▶ [EXERCISE BRIEF]: Pull out each line of the rows below that contains the string "negative". Case counts.

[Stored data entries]

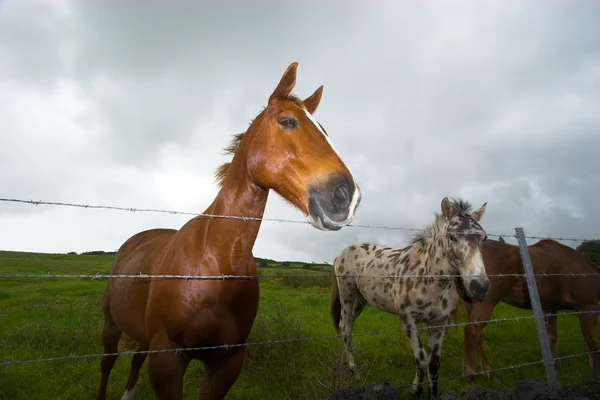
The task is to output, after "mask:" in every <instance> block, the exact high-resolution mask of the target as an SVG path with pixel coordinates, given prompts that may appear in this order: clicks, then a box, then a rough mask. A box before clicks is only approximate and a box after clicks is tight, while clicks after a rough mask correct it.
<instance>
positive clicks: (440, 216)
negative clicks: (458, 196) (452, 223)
mask: <svg viewBox="0 0 600 400" xmlns="http://www.w3.org/2000/svg"><path fill="white" fill-rule="evenodd" d="M450 204H451V205H452V207H453V208H454V211H455V212H456V213H457V214H470V213H471V211H472V206H471V203H470V202H468V201H467V200H463V199H461V198H457V199H454V198H451V199H450ZM446 228H448V220H446V218H444V216H443V215H442V214H440V213H434V214H433V223H431V224H427V225H426V226H425V228H424V229H423V230H422V231H419V232H417V233H415V235H414V236H413V237H412V239H411V240H410V242H409V244H410V245H411V246H412V245H414V244H416V243H420V244H421V245H425V244H426V243H427V242H428V241H429V240H431V239H432V238H433V237H434V236H436V235H437V234H439V233H443V232H446Z"/></svg>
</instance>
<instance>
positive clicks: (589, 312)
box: [0, 310, 598, 367]
mask: <svg viewBox="0 0 600 400" xmlns="http://www.w3.org/2000/svg"><path fill="white" fill-rule="evenodd" d="M589 313H598V311H596V310H589V311H567V312H561V313H549V314H545V316H546V317H551V316H567V315H580V314H589ZM534 318H535V316H533V315H527V316H521V317H506V318H495V319H489V320H485V321H472V322H461V323H449V324H445V325H436V326H435V328H436V329H440V328H445V329H448V328H458V327H464V326H468V325H481V324H484V323H485V324H488V323H499V322H511V321H520V320H527V319H534ZM426 329H428V327H427V326H420V327H419V326H415V327H414V328H409V329H405V328H400V329H392V330H387V331H370V332H362V333H353V334H352V337H353V338H355V337H364V336H375V335H382V334H391V333H404V332H407V331H417V332H418V331H421V330H426ZM341 338H342V335H341V334H339V335H326V336H314V337H302V338H292V339H275V340H263V341H258V342H245V343H237V344H221V345H214V346H201V347H187V348H169V349H157V350H137V351H136V350H127V351H118V352H114V353H96V354H74V353H72V354H70V355H68V356H58V357H48V358H39V359H31V360H18V361H4V362H0V367H9V366H14V365H23V364H36V363H43V362H52V361H65V360H77V359H86V358H98V357H103V356H118V355H130V354H152V353H173V352H174V353H182V352H189V351H207V350H218V349H225V350H229V349H232V348H236V347H246V346H256V345H271V344H283V343H292V342H309V341H318V340H327V339H341Z"/></svg>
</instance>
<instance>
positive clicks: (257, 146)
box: [97, 63, 361, 400]
mask: <svg viewBox="0 0 600 400" xmlns="http://www.w3.org/2000/svg"><path fill="white" fill-rule="evenodd" d="M296 68H297V63H292V64H291V65H290V66H289V67H288V69H287V70H286V71H285V73H284V75H283V77H282V78H281V81H280V82H279V85H278V86H277V87H276V88H275V91H274V92H273V94H271V96H270V98H269V102H268V105H267V107H266V108H265V109H264V110H263V111H262V112H261V113H260V114H258V116H257V117H256V118H255V119H254V120H253V121H252V123H251V124H250V126H249V128H248V130H247V131H246V133H245V134H241V135H237V136H235V138H234V140H233V142H232V143H231V145H230V146H229V147H228V148H227V151H228V152H229V153H231V154H233V159H232V161H231V163H226V164H224V165H223V166H221V167H220V168H219V169H218V170H217V174H216V176H217V181H218V182H219V183H220V185H221V189H220V191H219V193H218V195H217V197H216V198H215V200H214V201H213V203H212V204H211V205H210V206H209V207H208V208H207V209H206V211H205V214H211V215H228V216H240V217H241V216H244V217H249V218H253V219H250V220H244V219H241V218H239V219H232V218H210V217H205V216H198V217H195V218H193V219H191V220H190V221H189V222H187V223H186V224H185V225H184V226H183V227H181V229H179V230H178V231H177V230H174V229H153V230H148V231H144V232H140V233H138V234H136V235H134V236H132V237H131V238H130V239H129V240H127V241H126V242H125V243H124V244H123V245H122V246H121V248H120V249H119V251H118V252H117V255H116V257H115V261H114V265H113V269H112V274H127V275H137V274H149V275H202V276H222V275H240V276H242V277H250V278H245V279H243V278H240V279H227V280H224V279H219V280H215V279H212V280H210V279H189V280H186V279H165V278H152V277H150V278H134V279H132V278H116V279H111V280H109V281H108V284H107V287H106V291H105V293H104V299H103V302H102V309H103V311H104V318H105V322H104V327H103V329H102V342H103V345H104V350H105V353H115V352H117V347H118V343H119V340H120V339H121V336H122V334H125V337H126V339H127V340H128V341H129V342H130V343H135V349H136V350H137V351H147V350H150V351H151V352H150V354H149V355H148V353H136V354H134V356H133V360H132V362H131V373H130V375H129V381H128V383H127V388H126V392H125V394H124V395H123V397H122V398H123V399H131V398H133V393H134V389H135V385H136V382H137V379H138V374H139V371H140V368H141V366H142V364H143V363H144V360H145V359H146V357H147V356H148V357H149V365H148V374H149V376H150V383H151V385H152V389H153V391H154V393H155V395H156V398H157V399H169V400H178V399H181V398H182V396H183V377H184V374H185V371H186V369H187V366H188V364H189V362H190V361H191V360H193V359H197V360H201V361H203V362H204V364H205V370H204V380H203V382H202V389H201V393H200V399H206V400H208V399H222V398H224V397H225V395H226V394H227V393H228V391H229V389H230V388H231V386H232V385H233V384H234V382H235V381H236V380H237V377H238V375H239V373H240V370H241V368H242V364H243V361H244V358H245V347H244V346H234V347H229V348H226V347H221V348H218V349H211V350H198V349H195V350H186V349H190V348H198V347H207V346H219V345H240V344H244V343H245V341H246V340H247V338H248V335H249V334H250V330H251V328H252V325H253V323H254V319H255V316H256V312H257V309H258V300H259V286H258V279H256V278H257V270H256V264H255V261H254V258H253V256H252V247H253V246H254V242H255V240H256V237H257V235H258V231H259V228H260V224H261V221H260V218H262V216H263V213H264V210H265V206H266V204H267V196H268V194H269V189H273V190H275V191H276V192H277V193H279V194H280V195H281V196H283V197H284V198H285V199H286V200H287V201H289V202H290V203H292V204H293V205H294V206H296V207H297V208H298V209H300V211H302V212H303V213H304V214H305V215H307V216H308V220H309V222H310V223H311V224H312V225H313V226H314V227H316V228H318V229H321V230H339V229H341V228H342V227H343V226H345V225H347V224H349V223H350V222H351V221H352V219H353V217H354V212H355V210H356V208H357V206H358V204H359V202H360V199H361V194H360V189H359V188H358V186H357V185H356V184H355V182H354V178H353V176H352V174H351V173H350V171H349V170H348V168H347V166H346V165H345V164H344V162H343V161H342V159H341V157H340V155H339V154H338V153H337V152H336V151H335V149H334V148H333V146H332V145H331V142H330V141H329V138H328V136H327V134H326V133H325V131H324V130H323V127H322V126H321V125H319V123H318V122H316V120H315V119H314V117H313V116H312V114H313V113H314V112H315V110H316V109H317V106H318V105H319V102H320V100H321V94H322V89H323V87H322V86H321V87H319V88H318V89H317V90H316V91H315V93H314V94H313V95H311V96H310V97H308V98H307V99H305V100H304V101H302V100H300V99H298V98H296V97H295V96H293V95H291V91H292V89H293V87H294V85H295V83H296ZM163 349H172V350H175V349H180V350H179V351H166V352H152V351H154V350H163ZM116 358H117V356H116V355H114V354H112V355H105V356H103V357H102V361H101V370H102V379H101V383H100V388H99V390H98V396H97V398H98V399H104V398H105V397H106V388H107V383H108V378H109V375H110V371H111V369H112V368H113V366H114V364H115V361H116Z"/></svg>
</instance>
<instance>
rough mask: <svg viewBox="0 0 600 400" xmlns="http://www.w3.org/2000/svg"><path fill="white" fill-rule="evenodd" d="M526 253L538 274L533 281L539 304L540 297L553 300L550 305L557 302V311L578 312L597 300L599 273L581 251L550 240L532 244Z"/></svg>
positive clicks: (563, 244) (535, 272) (592, 264)
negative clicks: (530, 260)
mask: <svg viewBox="0 0 600 400" xmlns="http://www.w3.org/2000/svg"><path fill="white" fill-rule="evenodd" d="M529 251H530V254H531V258H532V264H533V269H534V272H535V273H536V274H539V276H538V277H537V279H536V281H537V284H538V291H539V292H540V298H541V300H542V304H543V305H544V299H543V297H548V298H552V299H554V301H553V303H557V302H558V300H560V304H557V306H556V308H557V309H565V308H575V309H578V308H580V307H582V306H585V305H588V304H593V303H597V302H598V301H600V270H599V269H598V267H597V266H596V265H595V264H593V263H592V262H591V261H590V260H588V259H587V258H586V257H585V256H584V255H583V254H582V253H581V252H579V251H577V250H575V249H573V248H571V247H569V246H566V245H564V244H562V243H559V242H556V241H554V240H550V239H545V240H541V241H539V242H537V243H535V244H533V245H532V246H530V248H529ZM544 274H549V275H550V276H543V275H544ZM552 274H556V275H554V276H552ZM568 274H575V275H574V276H566V275H568ZM548 301H550V300H548Z"/></svg>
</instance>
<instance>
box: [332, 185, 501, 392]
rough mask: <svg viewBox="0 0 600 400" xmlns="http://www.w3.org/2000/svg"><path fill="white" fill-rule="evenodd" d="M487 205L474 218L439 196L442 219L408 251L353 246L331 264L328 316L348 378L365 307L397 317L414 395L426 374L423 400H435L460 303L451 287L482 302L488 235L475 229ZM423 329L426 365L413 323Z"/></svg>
mask: <svg viewBox="0 0 600 400" xmlns="http://www.w3.org/2000/svg"><path fill="white" fill-rule="evenodd" d="M486 205H487V203H485V204H483V205H482V206H481V208H479V209H478V210H476V211H472V208H471V204H470V203H469V202H468V201H464V200H461V199H452V200H450V199H448V198H447V197H445V198H444V199H443V200H442V203H441V208H442V213H441V214H438V213H436V214H435V216H434V222H433V224H430V225H428V226H427V227H426V228H425V229H424V230H423V231H420V232H419V233H417V234H416V235H415V236H414V237H413V238H412V239H411V241H410V244H409V246H408V247H405V248H403V249H394V248H391V247H387V246H381V245H377V244H369V243H359V244H354V245H352V246H349V247H347V248H345V249H344V250H343V251H342V252H341V253H340V255H339V256H338V257H337V258H336V259H335V261H334V272H335V278H334V282H333V285H332V288H331V302H330V307H331V316H332V317H333V323H334V326H335V328H336V329H337V330H338V332H341V336H342V339H343V342H344V345H345V349H346V356H347V360H348V365H349V368H350V370H351V371H352V372H354V373H356V364H355V360H354V350H353V347H352V326H353V325H354V322H355V321H356V318H357V317H358V316H359V315H360V313H361V312H362V311H363V309H364V307H365V306H366V305H367V303H370V304H371V305H373V306H375V307H377V308H378V309H379V310H381V311H385V312H388V313H392V314H396V315H398V316H399V317H400V320H401V321H402V324H403V325H404V331H405V332H406V335H407V336H408V338H409V340H410V345H411V348H412V351H413V355H414V360H415V364H416V375H415V379H414V381H413V385H412V393H413V394H414V395H416V396H420V395H421V394H422V392H423V377H424V375H425V374H427V375H428V390H429V396H430V398H437V379H438V376H439V369H440V354H441V348H442V342H443V339H444V334H445V333H446V327H447V324H448V320H449V317H450V315H451V314H452V312H453V311H454V310H455V309H456V306H457V304H458V294H457V292H456V287H455V284H456V283H455V282H459V284H461V285H462V286H463V288H464V292H465V293H466V294H467V295H468V296H470V297H471V298H473V299H482V298H484V297H485V295H486V293H487V292H488V289H489V287H490V280H489V279H488V277H487V275H486V273H485V268H484V264H483V260H482V256H481V252H480V249H479V246H480V244H481V243H482V242H483V241H484V240H486V236H487V235H486V233H485V231H484V230H483V228H482V227H481V225H480V224H479V221H480V219H481V217H482V216H483V214H484V212H485V208H486ZM423 322H424V323H426V324H427V329H428V335H429V341H428V348H429V349H428V350H429V359H428V356H427V353H426V351H425V350H424V348H423V344H422V343H421V339H420V337H419V334H418V331H417V324H419V323H423ZM428 364H429V368H428Z"/></svg>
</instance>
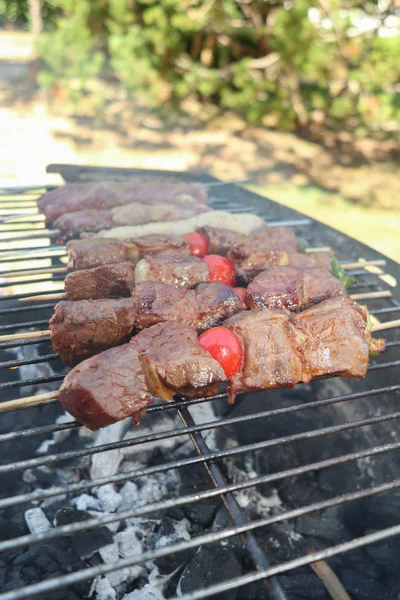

▶ [RESPONSE]:
negative clicks: (458, 196) (452, 223)
negative clicks: (530, 260)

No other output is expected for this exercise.